[Rows from a dataset]
....
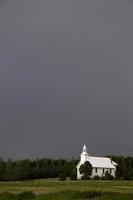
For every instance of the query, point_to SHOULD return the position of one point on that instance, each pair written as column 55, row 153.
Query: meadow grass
column 67, row 190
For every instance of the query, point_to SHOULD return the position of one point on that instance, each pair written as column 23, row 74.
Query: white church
column 100, row 165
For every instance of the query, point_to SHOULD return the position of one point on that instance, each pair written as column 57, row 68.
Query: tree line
column 17, row 170
column 36, row 169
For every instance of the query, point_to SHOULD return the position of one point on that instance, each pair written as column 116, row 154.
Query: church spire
column 84, row 149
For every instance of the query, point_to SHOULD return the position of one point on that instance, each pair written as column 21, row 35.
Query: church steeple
column 84, row 154
column 84, row 149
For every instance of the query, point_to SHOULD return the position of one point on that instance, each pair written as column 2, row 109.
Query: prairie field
column 52, row 189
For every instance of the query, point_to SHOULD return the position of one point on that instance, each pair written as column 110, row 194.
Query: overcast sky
column 66, row 77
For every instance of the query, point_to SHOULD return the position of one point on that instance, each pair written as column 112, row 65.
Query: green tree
column 86, row 170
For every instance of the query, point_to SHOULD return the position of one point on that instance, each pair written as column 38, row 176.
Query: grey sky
column 66, row 72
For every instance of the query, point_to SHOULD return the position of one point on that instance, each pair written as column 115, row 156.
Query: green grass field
column 57, row 190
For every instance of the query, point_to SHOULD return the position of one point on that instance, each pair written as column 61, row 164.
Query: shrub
column 62, row 177
column 96, row 178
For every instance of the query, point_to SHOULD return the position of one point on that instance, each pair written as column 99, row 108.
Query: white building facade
column 100, row 165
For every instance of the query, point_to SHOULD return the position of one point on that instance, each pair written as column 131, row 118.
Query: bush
column 62, row 177
column 73, row 175
column 96, row 178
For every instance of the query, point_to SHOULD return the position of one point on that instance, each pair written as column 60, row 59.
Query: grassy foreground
column 68, row 190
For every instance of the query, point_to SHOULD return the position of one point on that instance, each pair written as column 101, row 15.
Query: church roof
column 101, row 162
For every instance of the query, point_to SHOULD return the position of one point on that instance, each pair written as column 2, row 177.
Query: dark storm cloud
column 65, row 77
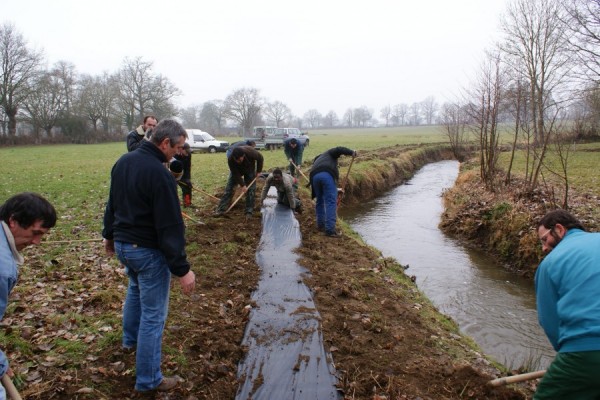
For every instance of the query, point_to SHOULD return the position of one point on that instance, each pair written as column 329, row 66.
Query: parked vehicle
column 204, row 142
column 272, row 137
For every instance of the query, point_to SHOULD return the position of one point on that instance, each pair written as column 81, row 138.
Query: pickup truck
column 272, row 137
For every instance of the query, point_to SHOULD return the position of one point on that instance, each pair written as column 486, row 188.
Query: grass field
column 75, row 178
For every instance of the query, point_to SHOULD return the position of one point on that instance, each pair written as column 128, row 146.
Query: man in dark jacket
column 245, row 163
column 293, row 150
column 136, row 136
column 324, row 175
column 185, row 182
column 143, row 225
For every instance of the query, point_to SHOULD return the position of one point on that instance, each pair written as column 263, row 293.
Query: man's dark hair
column 237, row 153
column 27, row 208
column 150, row 116
column 562, row 217
column 168, row 128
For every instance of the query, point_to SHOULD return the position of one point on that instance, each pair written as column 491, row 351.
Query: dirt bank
column 387, row 341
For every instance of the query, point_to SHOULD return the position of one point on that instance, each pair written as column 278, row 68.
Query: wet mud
column 285, row 357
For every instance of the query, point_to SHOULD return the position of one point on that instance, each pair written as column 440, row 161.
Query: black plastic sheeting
column 285, row 358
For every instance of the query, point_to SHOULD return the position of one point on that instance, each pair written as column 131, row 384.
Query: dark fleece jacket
column 143, row 207
column 327, row 162
column 252, row 164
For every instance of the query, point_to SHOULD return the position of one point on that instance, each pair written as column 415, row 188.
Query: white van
column 203, row 141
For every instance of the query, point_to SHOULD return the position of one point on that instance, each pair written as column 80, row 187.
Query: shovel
column 11, row 390
column 341, row 192
column 516, row 378
column 299, row 170
column 240, row 196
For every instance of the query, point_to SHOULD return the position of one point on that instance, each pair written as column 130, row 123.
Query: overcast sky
column 321, row 54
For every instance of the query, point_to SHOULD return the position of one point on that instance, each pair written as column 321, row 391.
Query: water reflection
column 490, row 304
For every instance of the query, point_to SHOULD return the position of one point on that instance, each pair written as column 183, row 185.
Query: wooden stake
column 341, row 194
column 192, row 219
column 299, row 170
column 517, row 378
column 240, row 196
column 11, row 390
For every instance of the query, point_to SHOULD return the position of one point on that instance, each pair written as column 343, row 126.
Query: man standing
column 293, row 150
column 185, row 182
column 567, row 283
column 245, row 163
column 135, row 137
column 25, row 218
column 144, row 227
column 286, row 189
column 324, row 175
column 232, row 146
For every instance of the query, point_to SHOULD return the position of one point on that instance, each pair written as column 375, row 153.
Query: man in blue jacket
column 324, row 175
column 567, row 284
column 293, row 150
column 25, row 218
column 143, row 225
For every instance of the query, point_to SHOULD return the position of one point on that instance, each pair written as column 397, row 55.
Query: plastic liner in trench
column 285, row 357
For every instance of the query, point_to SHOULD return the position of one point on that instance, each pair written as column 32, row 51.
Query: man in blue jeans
column 324, row 175
column 245, row 163
column 24, row 219
column 566, row 286
column 143, row 225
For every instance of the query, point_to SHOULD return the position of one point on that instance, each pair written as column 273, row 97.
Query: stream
column 493, row 306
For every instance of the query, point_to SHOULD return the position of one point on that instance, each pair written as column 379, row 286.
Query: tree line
column 543, row 73
column 541, row 83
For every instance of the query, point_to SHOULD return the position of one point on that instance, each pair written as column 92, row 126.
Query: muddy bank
column 385, row 338
column 503, row 223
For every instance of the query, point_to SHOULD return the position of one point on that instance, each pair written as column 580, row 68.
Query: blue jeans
column 145, row 311
column 326, row 208
column 226, row 199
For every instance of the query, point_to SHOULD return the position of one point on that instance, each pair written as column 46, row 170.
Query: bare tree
column 313, row 118
column 190, row 116
column 277, row 112
column 415, row 114
column 362, row 116
column 454, row 120
column 244, row 106
column 399, row 113
column 429, row 107
column 386, row 114
column 142, row 92
column 536, row 45
column 65, row 74
column 44, row 107
column 485, row 100
column 97, row 99
column 212, row 116
column 330, row 119
column 349, row 118
column 19, row 67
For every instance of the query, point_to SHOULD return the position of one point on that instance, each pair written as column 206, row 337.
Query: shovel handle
column 10, row 388
column 517, row 378
column 241, row 194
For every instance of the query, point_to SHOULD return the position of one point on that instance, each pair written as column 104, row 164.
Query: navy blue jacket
column 327, row 162
column 143, row 206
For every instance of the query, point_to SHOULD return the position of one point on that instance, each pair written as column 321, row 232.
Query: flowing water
column 493, row 306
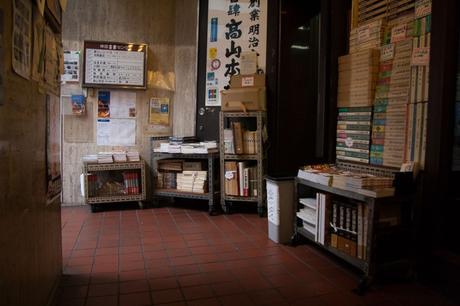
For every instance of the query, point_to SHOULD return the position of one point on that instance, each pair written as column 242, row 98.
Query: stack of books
column 240, row 179
column 104, row 157
column 392, row 91
column 238, row 140
column 169, row 180
column 349, row 228
column 314, row 214
column 357, row 78
column 131, row 182
column 188, row 147
column 192, row 181
column 388, row 137
column 353, row 134
column 168, row 165
column 321, row 174
column 417, row 109
column 90, row 158
column 119, row 156
column 367, row 36
column 133, row 156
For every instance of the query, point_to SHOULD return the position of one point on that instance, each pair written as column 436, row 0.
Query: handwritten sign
column 110, row 64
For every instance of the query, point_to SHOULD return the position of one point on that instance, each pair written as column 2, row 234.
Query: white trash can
column 280, row 208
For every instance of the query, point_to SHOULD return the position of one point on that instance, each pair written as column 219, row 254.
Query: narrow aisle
column 178, row 256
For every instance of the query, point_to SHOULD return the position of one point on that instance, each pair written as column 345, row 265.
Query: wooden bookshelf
column 259, row 118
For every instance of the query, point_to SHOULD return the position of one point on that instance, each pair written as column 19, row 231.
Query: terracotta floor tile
column 102, row 300
column 205, row 302
column 163, row 283
column 132, row 275
column 103, row 289
column 192, row 280
column 101, row 278
column 182, row 256
column 197, row 292
column 134, row 286
column 237, row 299
column 72, row 292
column 187, row 270
column 227, row 288
column 167, row 296
column 136, row 299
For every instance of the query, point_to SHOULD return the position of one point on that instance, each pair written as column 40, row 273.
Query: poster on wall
column 159, row 111
column 53, row 147
column 21, row 46
column 78, row 104
column 71, row 67
column 116, row 132
column 103, row 104
column 110, row 64
column 234, row 28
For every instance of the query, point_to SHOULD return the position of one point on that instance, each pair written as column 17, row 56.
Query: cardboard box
column 243, row 99
column 248, row 80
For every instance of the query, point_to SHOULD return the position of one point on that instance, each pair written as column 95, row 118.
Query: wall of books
column 383, row 87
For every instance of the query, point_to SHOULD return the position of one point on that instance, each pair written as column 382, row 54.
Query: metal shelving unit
column 213, row 183
column 89, row 168
column 226, row 200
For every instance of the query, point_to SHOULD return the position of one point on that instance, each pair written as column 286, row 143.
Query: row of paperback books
column 237, row 140
column 402, row 82
column 241, row 179
column 131, row 182
column 314, row 216
column 192, row 181
column 354, row 134
column 187, row 181
column 362, row 183
column 349, row 227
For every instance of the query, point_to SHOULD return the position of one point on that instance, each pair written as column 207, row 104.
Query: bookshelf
column 209, row 163
column 230, row 161
column 376, row 227
column 114, row 182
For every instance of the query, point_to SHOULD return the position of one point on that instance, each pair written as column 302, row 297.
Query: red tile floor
column 176, row 256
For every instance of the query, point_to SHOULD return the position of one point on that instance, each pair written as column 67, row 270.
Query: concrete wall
column 169, row 28
column 30, row 230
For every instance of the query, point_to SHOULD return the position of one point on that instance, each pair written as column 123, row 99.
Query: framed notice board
column 114, row 65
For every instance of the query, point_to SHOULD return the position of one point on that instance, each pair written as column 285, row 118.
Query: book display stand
column 114, row 182
column 363, row 229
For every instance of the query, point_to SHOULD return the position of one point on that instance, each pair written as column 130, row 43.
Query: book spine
column 246, row 182
column 360, row 231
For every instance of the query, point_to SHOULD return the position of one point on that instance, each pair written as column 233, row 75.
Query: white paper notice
column 116, row 132
column 103, row 132
column 71, row 66
column 122, row 104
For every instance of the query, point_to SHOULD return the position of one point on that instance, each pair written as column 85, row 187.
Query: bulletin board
column 114, row 65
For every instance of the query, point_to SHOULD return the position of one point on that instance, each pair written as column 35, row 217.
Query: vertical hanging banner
column 234, row 27
column 53, row 147
column 22, row 35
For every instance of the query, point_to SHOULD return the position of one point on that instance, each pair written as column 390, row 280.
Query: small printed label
column 398, row 33
column 422, row 8
column 387, row 52
column 247, row 81
column 229, row 175
column 364, row 33
column 420, row 56
column 349, row 142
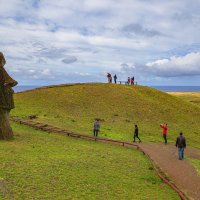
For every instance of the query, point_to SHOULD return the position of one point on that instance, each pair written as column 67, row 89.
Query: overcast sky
column 52, row 42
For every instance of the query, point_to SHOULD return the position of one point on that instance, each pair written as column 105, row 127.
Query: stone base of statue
column 5, row 128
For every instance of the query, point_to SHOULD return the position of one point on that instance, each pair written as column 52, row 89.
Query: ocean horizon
column 161, row 88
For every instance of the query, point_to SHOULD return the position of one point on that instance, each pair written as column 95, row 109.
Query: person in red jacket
column 164, row 127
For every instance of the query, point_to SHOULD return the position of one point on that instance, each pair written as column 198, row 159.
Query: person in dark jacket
column 136, row 133
column 181, row 144
column 96, row 127
column 115, row 78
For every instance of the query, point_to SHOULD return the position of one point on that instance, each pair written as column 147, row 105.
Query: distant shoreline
column 167, row 89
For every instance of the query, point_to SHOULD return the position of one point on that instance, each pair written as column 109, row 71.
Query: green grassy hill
column 119, row 107
column 193, row 97
column 38, row 165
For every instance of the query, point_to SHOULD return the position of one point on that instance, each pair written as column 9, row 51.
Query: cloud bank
column 63, row 39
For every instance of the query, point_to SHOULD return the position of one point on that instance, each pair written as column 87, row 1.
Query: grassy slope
column 118, row 106
column 38, row 165
column 193, row 97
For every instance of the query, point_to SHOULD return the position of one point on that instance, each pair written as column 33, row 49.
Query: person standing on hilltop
column 109, row 78
column 115, row 78
column 136, row 133
column 165, row 128
column 181, row 144
column 132, row 80
column 96, row 128
column 6, row 100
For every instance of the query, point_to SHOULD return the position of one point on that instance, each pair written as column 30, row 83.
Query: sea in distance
column 161, row 88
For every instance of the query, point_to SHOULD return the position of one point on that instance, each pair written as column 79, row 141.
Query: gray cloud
column 137, row 29
column 69, row 59
column 187, row 65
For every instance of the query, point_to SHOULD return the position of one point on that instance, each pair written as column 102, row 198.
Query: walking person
column 165, row 129
column 132, row 80
column 181, row 144
column 115, row 78
column 96, row 128
column 136, row 134
column 128, row 81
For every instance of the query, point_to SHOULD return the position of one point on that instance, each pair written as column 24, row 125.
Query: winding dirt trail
column 181, row 172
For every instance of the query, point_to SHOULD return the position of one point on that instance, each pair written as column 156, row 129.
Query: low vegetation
column 38, row 165
column 119, row 107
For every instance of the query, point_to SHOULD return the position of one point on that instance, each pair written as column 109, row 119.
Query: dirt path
column 181, row 172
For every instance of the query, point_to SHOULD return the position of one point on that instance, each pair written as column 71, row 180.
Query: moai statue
column 6, row 100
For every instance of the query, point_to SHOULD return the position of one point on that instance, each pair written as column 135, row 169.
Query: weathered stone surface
column 6, row 100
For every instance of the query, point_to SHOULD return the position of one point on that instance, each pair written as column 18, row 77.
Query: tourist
column 129, row 81
column 164, row 127
column 115, row 78
column 109, row 78
column 136, row 133
column 132, row 80
column 96, row 128
column 181, row 144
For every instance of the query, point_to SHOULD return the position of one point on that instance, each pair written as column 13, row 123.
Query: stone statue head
column 2, row 60
column 7, row 79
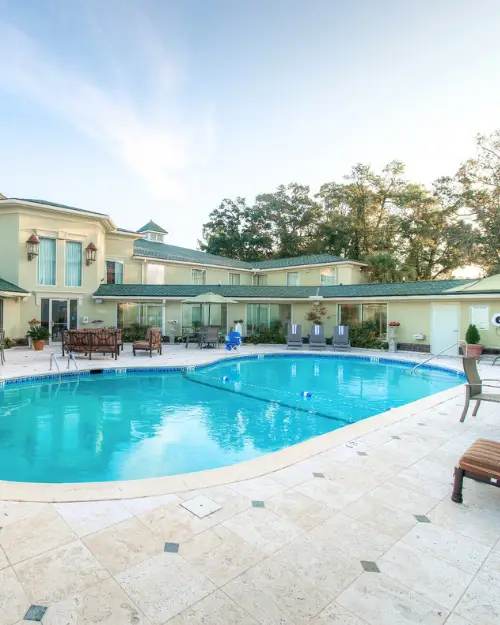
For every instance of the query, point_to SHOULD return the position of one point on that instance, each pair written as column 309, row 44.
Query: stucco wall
column 9, row 252
column 11, row 317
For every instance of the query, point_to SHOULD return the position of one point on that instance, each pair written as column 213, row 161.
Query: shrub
column 365, row 334
column 135, row 332
column 472, row 335
column 266, row 336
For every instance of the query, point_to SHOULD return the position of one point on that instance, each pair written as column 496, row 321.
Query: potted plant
column 472, row 337
column 38, row 335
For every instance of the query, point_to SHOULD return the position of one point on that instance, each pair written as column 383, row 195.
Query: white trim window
column 259, row 280
column 198, row 276
column 114, row 272
column 328, row 276
column 47, row 262
column 292, row 278
column 73, row 264
column 155, row 273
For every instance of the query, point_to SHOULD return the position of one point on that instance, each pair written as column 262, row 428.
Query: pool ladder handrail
column 53, row 359
column 71, row 357
column 461, row 342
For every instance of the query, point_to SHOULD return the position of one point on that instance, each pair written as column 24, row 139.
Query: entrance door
column 58, row 315
column 59, row 318
column 445, row 325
....
Return exactly the lines from the line bearing "262, row 428." to the end of the records, inclusive of both; include no other lines.

For every instance of the query, point_to SHOULD return the position of one point on that instance, each pair written as column 262, row 428.
Query: pool ladder handrail
column 53, row 359
column 71, row 357
column 461, row 342
For every instance of the query, point_to SHOULD return the position of one point on that instance, each pair written as column 24, row 139.
Query: entrance door
column 58, row 315
column 59, row 318
column 445, row 325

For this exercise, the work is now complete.